Observations by "Hisaki", the Extreme ultraviolet spectroscope for Exospheric Dynamics mission, showed that the effects of the solar wind extend to within the Jovian magnetosphere, the strongest in the solar system. This research result overturns the conventional idea the solar wind cannot reach near Jupiter, which is strongly protected by its powerful magnetosphere.

To clarify the process by which the solar wind enters the Jovian magnetosphere, a research team lead by Go Murakami (ISAS/JAXA) is preparing to work with overseas researchers to conduct simultaneous in situ observations by NASA's Jupiter probe "Juno" and ISAS's Hisaki.

The research result was published in the 20 December 2016 issue of Geophysical Research Letters.

Artist's concept of this research

Artist's concept of this research

The solar wind is a high-speed plasma flow, which travels at several hundreds of kilometers per second. The planets of the solar system are continually bombarded by this wind. One important effect on the solar wind is that of the large magnetic fields of some planets, which act as a protective barrier.

Not every planet has such a barrier. Earth does, and its surrounding magnetosphere prevents the direct impact of the solar wind. However, some part of solar wind energy encroaches upon the magnetosphere, causing phenomena such as auroras and radiation bands. Mars and Venus, which do not have large magnetic fields, are directly affected by the solar wind, which even today blows part of their atmospheres into outer space.

DATA →

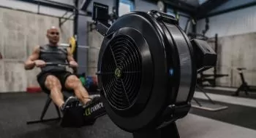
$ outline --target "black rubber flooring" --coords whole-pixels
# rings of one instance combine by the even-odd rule
[[[208,111],[192,107],[190,113],[256,130],[256,108],[220,102],[215,102],[227,106],[228,108],[219,111]]]
[[[45,100],[43,93],[0,94],[0,138],[132,137],[132,134],[117,127],[107,115],[99,118],[93,126],[79,129],[61,128],[57,122],[27,125],[27,121],[39,118]],[[217,112],[192,108],[190,113],[256,130],[255,108],[217,103],[229,107]],[[45,118],[56,116],[51,104]]]
[[[221,90],[214,90],[214,89],[205,89],[207,93],[211,93],[211,94],[222,94],[222,95],[227,95],[231,96],[233,94],[234,94],[234,92],[230,92],[230,91],[221,91]],[[198,90],[200,92],[200,90]],[[244,92],[240,92],[239,96],[238,97],[243,97],[243,98],[249,98],[249,99],[255,99],[256,100],[256,92],[248,92],[249,95],[246,95]]]
[[[61,128],[58,122],[26,125],[26,121],[37,119],[46,100],[46,94],[1,94],[1,138],[132,138],[132,134],[118,128],[108,117],[99,118],[93,126]],[[57,117],[50,105],[45,118]]]

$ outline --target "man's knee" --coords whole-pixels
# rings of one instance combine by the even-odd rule
[[[54,76],[48,76],[45,80],[45,86],[50,90],[53,89],[61,89],[61,84],[59,80]]]
[[[68,88],[75,89],[82,86],[80,79],[75,75],[67,77],[65,85]]]

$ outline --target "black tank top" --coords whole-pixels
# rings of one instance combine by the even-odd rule
[[[67,51],[64,46],[51,46],[49,44],[40,46],[39,59],[45,62],[67,63]],[[45,66],[41,68],[42,72],[67,71],[64,66]]]

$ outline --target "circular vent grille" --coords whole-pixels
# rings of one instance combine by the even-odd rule
[[[133,40],[124,35],[114,37],[104,52],[102,84],[111,106],[128,108],[136,99],[141,83],[141,55]]]

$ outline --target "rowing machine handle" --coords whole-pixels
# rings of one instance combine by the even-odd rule
[[[69,64],[68,64],[68,63],[46,62],[45,65],[67,65],[67,66],[69,66]]]

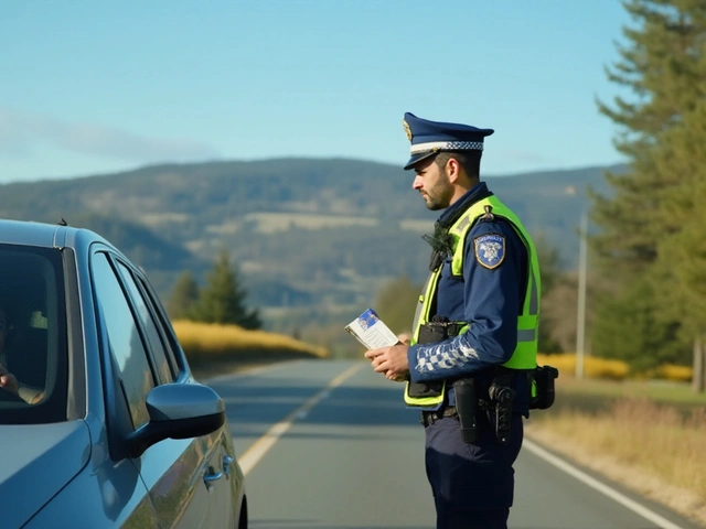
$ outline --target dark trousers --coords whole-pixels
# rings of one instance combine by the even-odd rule
[[[426,467],[437,510],[437,529],[506,529],[515,486],[513,464],[523,439],[522,415],[513,417],[511,438],[500,444],[482,415],[479,440],[467,444],[458,419],[425,428]]]

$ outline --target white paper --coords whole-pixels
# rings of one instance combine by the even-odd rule
[[[364,347],[377,349],[399,344],[399,339],[379,319],[373,309],[368,309],[345,326]]]

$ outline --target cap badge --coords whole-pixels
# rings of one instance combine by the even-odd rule
[[[409,123],[406,119],[402,120],[402,126],[405,128],[405,134],[407,134],[407,139],[411,141],[411,129],[409,128]]]

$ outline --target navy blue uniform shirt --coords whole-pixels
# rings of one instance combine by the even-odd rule
[[[472,204],[492,193],[484,182],[469,190],[439,217],[449,224]],[[449,224],[450,226],[450,224]],[[504,260],[494,268],[483,267],[477,259],[473,240],[483,235],[504,237]],[[527,250],[507,220],[494,217],[479,219],[464,240],[463,277],[451,274],[451,259],[442,264],[437,285],[436,310],[430,314],[446,316],[452,322],[468,322],[469,330],[453,338],[428,345],[409,347],[409,373],[413,381],[426,382],[474,376],[492,377],[493,367],[510,359],[517,345],[517,316],[527,288]],[[514,377],[515,409],[527,412],[526,375]],[[452,395],[450,402],[453,403]]]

TASKS AND EXERCISES →
1/ Decide whether each statement agrees with the passage on Hisaki and the solar wind. For each, answer yes or no and quote the deciding words of the text.
(a) The research result appeared in the 20 December 2016 issue of Geophysical Research Letters.
(b) Mars and Venus have large magnetic fields that shield them from the solar wind.
(c) The solar wind travels at several thousand kilometers per second.
2/ Collect every line of the records that contains the string "outline", matching case exactly.
The text and the records come from separate, unrelated sources.

ANSWERS TO THE EXERCISES →
1/
(a) Yes: "The research result was published in the 20 December 2016 issue of Geophysical Research Letters."
(b) No: "Mars and Venus, which do not have large magnetic fields, are directly affected by the solar wind"
(c) No: "travels at several hundreds of kilometers per second"

2/
$ outline --target "black rubber flooring" --coords whole-pixels
$ outline --target "man's knee" --coords whole-pixels
$ outline --target "black tank top" --coords whole-pixels
$ outline --target "circular vent grille" --coords whole-pixels
$ outline --target "rowing machine handle" --coords whole-pixels
$ outline --target dark trousers --coords whole-pixels
$ outline --target white paper --coords whole-pixels
$ outline --target cap badge --coords whole-pixels
$ outline --target navy blue uniform shirt --coords whole-pixels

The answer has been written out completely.